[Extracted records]

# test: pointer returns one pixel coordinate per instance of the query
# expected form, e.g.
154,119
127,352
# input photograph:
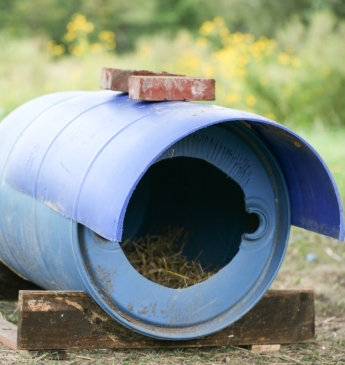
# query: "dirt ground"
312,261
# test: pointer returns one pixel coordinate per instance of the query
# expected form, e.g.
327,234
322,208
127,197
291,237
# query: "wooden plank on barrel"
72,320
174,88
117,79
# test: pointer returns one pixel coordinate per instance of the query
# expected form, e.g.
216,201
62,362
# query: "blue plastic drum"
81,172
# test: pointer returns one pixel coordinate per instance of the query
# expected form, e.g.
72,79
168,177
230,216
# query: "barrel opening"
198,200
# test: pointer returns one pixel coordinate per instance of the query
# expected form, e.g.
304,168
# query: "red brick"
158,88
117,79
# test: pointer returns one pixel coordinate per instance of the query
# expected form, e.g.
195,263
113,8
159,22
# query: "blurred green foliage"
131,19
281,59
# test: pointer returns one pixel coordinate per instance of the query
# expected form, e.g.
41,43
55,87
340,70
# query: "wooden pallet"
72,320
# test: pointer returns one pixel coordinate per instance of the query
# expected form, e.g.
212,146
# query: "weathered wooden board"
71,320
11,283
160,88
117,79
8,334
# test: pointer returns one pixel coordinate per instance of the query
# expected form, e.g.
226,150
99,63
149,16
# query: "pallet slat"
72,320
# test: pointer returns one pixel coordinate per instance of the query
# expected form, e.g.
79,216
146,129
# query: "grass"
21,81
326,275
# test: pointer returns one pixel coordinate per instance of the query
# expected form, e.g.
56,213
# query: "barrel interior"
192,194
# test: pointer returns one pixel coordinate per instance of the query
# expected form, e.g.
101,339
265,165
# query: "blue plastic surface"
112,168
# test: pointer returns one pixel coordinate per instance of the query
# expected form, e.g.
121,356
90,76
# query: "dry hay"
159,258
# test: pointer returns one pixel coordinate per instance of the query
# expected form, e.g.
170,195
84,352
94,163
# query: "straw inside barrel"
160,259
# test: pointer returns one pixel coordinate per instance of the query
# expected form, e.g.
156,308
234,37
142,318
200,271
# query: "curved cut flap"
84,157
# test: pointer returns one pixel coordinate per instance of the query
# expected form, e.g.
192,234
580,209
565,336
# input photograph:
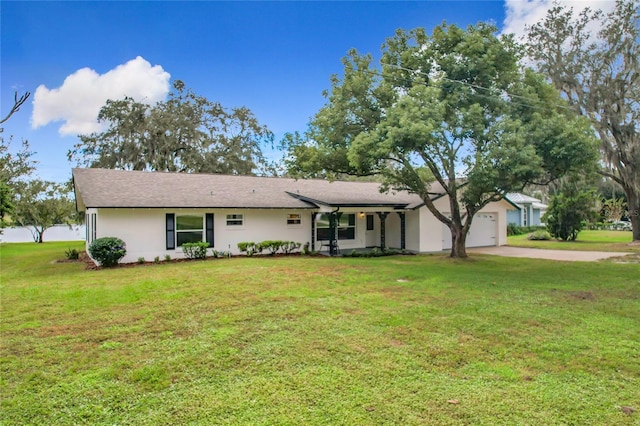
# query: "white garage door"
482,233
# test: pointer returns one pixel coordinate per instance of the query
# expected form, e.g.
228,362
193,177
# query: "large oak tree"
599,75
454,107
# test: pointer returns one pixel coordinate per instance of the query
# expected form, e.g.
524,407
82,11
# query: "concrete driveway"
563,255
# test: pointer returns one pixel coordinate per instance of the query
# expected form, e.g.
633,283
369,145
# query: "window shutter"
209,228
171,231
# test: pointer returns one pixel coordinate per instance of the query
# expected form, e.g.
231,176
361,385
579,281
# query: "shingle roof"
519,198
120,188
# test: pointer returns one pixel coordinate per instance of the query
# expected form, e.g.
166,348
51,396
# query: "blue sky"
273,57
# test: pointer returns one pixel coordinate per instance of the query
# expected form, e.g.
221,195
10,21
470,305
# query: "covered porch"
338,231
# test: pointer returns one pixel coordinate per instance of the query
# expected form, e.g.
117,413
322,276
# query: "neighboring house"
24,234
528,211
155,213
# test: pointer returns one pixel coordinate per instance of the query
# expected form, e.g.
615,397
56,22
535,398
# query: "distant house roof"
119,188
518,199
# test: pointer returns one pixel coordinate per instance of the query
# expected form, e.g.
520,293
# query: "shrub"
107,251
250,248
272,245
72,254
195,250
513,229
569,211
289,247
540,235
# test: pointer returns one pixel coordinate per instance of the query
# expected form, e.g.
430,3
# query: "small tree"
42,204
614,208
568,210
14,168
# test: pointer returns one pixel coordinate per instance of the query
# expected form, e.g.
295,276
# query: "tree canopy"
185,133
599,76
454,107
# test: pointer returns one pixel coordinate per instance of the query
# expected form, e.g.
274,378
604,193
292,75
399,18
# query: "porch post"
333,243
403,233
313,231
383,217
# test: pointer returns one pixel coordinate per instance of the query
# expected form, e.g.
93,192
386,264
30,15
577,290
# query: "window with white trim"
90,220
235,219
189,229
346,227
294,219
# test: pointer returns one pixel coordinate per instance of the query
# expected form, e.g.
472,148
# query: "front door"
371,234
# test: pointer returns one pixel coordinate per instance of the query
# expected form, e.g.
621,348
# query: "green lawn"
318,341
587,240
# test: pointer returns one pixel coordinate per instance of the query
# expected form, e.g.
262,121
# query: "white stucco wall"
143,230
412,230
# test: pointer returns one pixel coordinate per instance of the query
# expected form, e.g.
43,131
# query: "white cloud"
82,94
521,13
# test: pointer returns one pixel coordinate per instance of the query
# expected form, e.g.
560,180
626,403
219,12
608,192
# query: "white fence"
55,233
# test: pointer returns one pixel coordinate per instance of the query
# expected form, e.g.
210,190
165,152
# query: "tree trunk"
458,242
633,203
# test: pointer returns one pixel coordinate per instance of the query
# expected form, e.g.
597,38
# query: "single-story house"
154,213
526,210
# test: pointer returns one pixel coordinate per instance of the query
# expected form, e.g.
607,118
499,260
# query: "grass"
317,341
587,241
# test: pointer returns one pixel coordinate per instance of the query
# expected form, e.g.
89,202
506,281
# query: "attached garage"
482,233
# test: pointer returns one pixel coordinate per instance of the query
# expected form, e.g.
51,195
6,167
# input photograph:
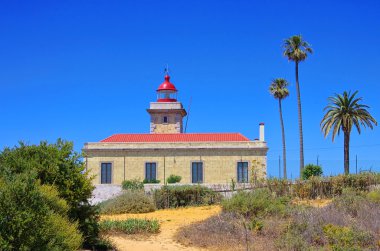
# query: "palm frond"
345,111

▶ **EXERCISE REQUIREMENTS**: Omit the pictures and reproduce the records above exactly.

▶ **TASK RESULT**:
# test: pointer returns one pixel coordinate per instance of the query
# expected form, e.g.
154,119
127,352
# input photograph:
# query: "dirt ground"
312,261
# test: pointer returns one pixel coordinate per instance of the query
# expected form, e.g.
327,234
322,208
127,197
291,237
# query: "wooden plank on barrel"
72,320
174,88
117,79
# test: pointer returns one pixel coordinate per instance of the query
# expected form, e.g.
216,201
62,362
# query: "blue plastic drum"
81,172
# test: pointer returns one pixel coordinate per instance of the query
# expected form, e.g.
72,79
168,177
230,216
# query: "barrel opening"
198,200
# test: pointer returns one pixel coordinate per instance of the query
# expected form, e.g.
304,168
# query: "red brick"
158,88
117,79
# test: pointer returns one pixel coordinate per instance of the query
# expected form, e.g.
195,263
113,8
159,22
# query: "blurred green foliage"
131,19
281,59
# test: pointer returns one pixel coordinate per instance of the query
# expected form, e.g.
41,43
55,87
340,70
# query: "wooden pallet"
72,320
# test: pointer returns one pixel coordinate per instance of the query
# expected form, e.g.
212,146
# query: "weathered wooden board"
71,320
11,283
160,88
117,79
8,334
# test: pointer returns one pixel coordinate per instance of the query
# expected form, e.g.
226,150
99,63
149,16
# query: "pallet slat"
72,320
# test: pointer returns one pixel coordinate per instance of the query
# expected form, e.g.
79,216
146,129
# query: "grass"
21,81
326,275
# test: pointer returns one pixel coordinate per instance of the query
# expected form, e.g.
56,213
# query: "barrel interior"
192,194
# test: pointer returns one pixel coordinate per instance of the query
# expected form, e.g.
101,339
265,165
# query: "blue plastic surface"
112,168
# test: pointer returns one pixel coordinate per instance of the query
# expected form, e.g.
121,356
90,76
# query: "dry hay"
159,258
# test: pointer returns one pixel coordinate per instance of the query
# expected form, e.g.
170,195
84,352
94,163
# query: "straw inside barrel"
160,259
# test: pointer returns one pixel coordinate per instance of the query
# expected form, e.g.
156,308
234,37
142,318
200,271
# query: "curved cut flap"
84,157
# test: pointer returns one pixel coordinate per instance of the query
# expected form, e.g.
192,234
580,209
565,336
# input photograph:
# query: "white garage door"
482,233
# test: pointer returns one pixel coordinate per instance of the query
# expected form, e.g.
228,362
193,177
# query: "large oak tree"
599,75
454,107
# test: pointer returns one pixel coordinate per instance of the query
# expected form, e.g.
524,407
82,11
# query: "concrete driveway"
563,255
# test: pointer returns one pixel coordinate per instance of the query
# expected form, e.g.
633,283
369,145
# query: "window shutter"
209,228
171,231
# test: pointer returns one pixel coordinate per instance of the query
# expected form, e.g.
231,176
361,385
579,281
# query: "shingle roof"
519,198
120,188
# test: pointer returns one pixel coordinate per instance of the query
# expected form, e.g.
166,348
51,396
# query: "blue sky"
273,57
# test: pointer returns one pixel coordinate per instance of the query
# expected form, e.g.
221,195
10,21
470,305
# query: "covered porch"
338,231
# test: pointer returns one pixel coordinate per instance of the query
# expected form, e.g.
117,413
322,276
# query: "neighboring house"
24,234
528,211
155,213
# test: pointer returns one pixel coordinate per instance of the query
# expected form, e.g.
615,397
56,22
535,398
# query: "distant house roof"
119,188
518,199
# test: pointer returns one pixel coordinate per instance of the query
# expected form, e.g.
520,293
# query: "shrub"
107,251
250,248
272,245
72,254
195,250
513,229
569,211
289,247
540,235
# test: pointer returns one pixel coordinate per instance of the query
# expected form, e.g.
430,3
# query: "small tree"
42,204
614,208
568,210
14,168
# test: pointer returns one pixel coordinate per instance of the query
# expected form, e.g.
295,276
# query: "tree canopy"
185,133
599,76
454,107
# test: pointer returns one pixel coordinate per instance of the query
# expected form, e.g.
274,378
604,193
292,75
399,18
# query: "porch post"
333,243
403,233
313,231
383,217
# test: pointer returns one pixel coordinate per instance of the query
# expected form, e.g.
93,192
386,264
30,15
577,290
# query: "window with white trim"
90,220
235,219
189,229
346,227
294,219
# test: pointer returns one pixel coordinate per instance of the query
# expected form, e.g.
472,148
# query: "front door"
371,234
# test: pointer returns one pixel coordinate per instance of the query
# expected form, e.g.
621,348
# query: "green lawn"
318,341
587,240
# test: pointer returns one pixel coordinate per instance of the query
# expected form, e.g.
262,121
# query: "white stucco wall"
143,230
412,230
# test: pointer returns one pixel coordinate per instance of the query
# expected form, e.g.
43,131
# query: "white cloud"
82,94
521,13
# test: pointer returns one pixel coordinate per instance of the query
# expected form, e.g.
560,180
626,403
219,12
608,192
# query: "white fence"
55,233
# test: pointer returns one pixel coordinate per instance of the query
# expected form, e.g.
210,190
165,152
# query: "tree trunk"
458,242
633,203
# test: pointer returns one pixel coordinate per instance of the query
# expected form, e.g.
597,38
# query: "single-story house"
154,213
526,210
# test: pointer returns one pixel coordinate per instance of the query
# expected form, e.g.
607,118
499,260
# query: "grass"
317,341
587,241
# test: pointer returns one pixel coordinate per instance of the query
# expected form, e.g.
89,202
506,281
# query: "attached garage"
482,233
# test: pointer returns one pixel coordinate per instance of the query
# expected form, e.g.
51,195
6,167
# input photograph:
# query: "palm frond"
345,111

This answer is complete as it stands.